>> start Text section

01 June 2011

When Is The Issue Mindset And When Is It ... Something Else? Pt2

For Pt1



Response to Pt1:
Thanks for addressing my question [When is the issue mindset and when is it ... something else?]
How much do you actually know about the human psyche, your psyche, that internal mechanism that drives your behaviour and logic.

I'm a mystery to myself, revealed weekly like a serialized detective novel. My whole life is about figuring out why, what, how and all that, searching for clues.

I like the knife analogy.
Try to change behaviour without changing mindset and you end up struggling against your very own mindset.

This I know from experience, which is frustrating, b/c remember I'm a "just do it" [kinda person]. So, when I do and it doesn't work, I go almost directly into "God hates me" victim. So, I'm constantly trying to reveal or expose mindset so I can affect it. I do feel surrounded by glass walls and ceilings. And annoying little trip-over bumps.

After reading I buy the psyche = mindset piece, but not that either of those is soul. I think soul is eternal and informs what themes I'm to work on across lifetimes. In this one (and a few others) I think I'm dealing with myriad aspects of power which is incredibly multi-dimensional. I'm generally "so what?" about anything spiritual that isn't actionable, but I do think a lot of the soul stuff is practical (for me), and if anything else, it keeps me motivated to push my boundaries b/c I don't want to come back and deal with this same shit at this same level ever again.

>> end Text section
>> start The input

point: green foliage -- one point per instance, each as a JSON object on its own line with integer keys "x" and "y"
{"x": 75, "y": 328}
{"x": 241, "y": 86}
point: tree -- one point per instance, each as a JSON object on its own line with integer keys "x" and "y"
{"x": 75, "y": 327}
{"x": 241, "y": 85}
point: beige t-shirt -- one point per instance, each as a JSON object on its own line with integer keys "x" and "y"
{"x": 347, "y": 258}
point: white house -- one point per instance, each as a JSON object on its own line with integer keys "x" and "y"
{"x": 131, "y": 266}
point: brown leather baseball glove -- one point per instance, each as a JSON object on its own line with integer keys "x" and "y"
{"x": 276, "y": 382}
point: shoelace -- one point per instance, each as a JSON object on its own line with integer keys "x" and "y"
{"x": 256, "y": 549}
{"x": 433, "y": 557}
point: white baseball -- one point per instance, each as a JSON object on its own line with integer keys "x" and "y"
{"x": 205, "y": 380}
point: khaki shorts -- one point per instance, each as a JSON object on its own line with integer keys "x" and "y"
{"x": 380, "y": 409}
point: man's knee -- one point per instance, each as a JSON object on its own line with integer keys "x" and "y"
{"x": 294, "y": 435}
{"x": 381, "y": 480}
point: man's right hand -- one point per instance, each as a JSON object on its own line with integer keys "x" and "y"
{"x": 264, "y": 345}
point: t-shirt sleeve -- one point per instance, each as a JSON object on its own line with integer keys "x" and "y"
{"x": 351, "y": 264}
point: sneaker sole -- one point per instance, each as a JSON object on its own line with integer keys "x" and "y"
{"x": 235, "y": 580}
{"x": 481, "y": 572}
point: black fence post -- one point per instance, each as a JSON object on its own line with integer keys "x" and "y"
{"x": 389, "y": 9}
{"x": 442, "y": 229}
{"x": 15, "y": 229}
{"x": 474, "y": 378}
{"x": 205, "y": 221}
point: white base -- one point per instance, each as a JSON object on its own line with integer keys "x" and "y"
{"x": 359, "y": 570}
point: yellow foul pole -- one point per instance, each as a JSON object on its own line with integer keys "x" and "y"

>> end The input

Task list:
(1) In the blog post about mindset, which analogy does the writer say they like?
(2) Copy out, word for word, the stretch of the entries from the line containing "point: white base -- one" through the end of the entries.
The blog post and the entries are separate material.

Answers below:
(1) The knife analogy.

(2)
point: white base -- one point per instance, each as a JSON object on its own line with integer keys "x" and "y"
{"x": 359, "y": 570}
point: yellow foul pole -- one point per instance, each as a JSON object on its own line with integer keys "x" and "y"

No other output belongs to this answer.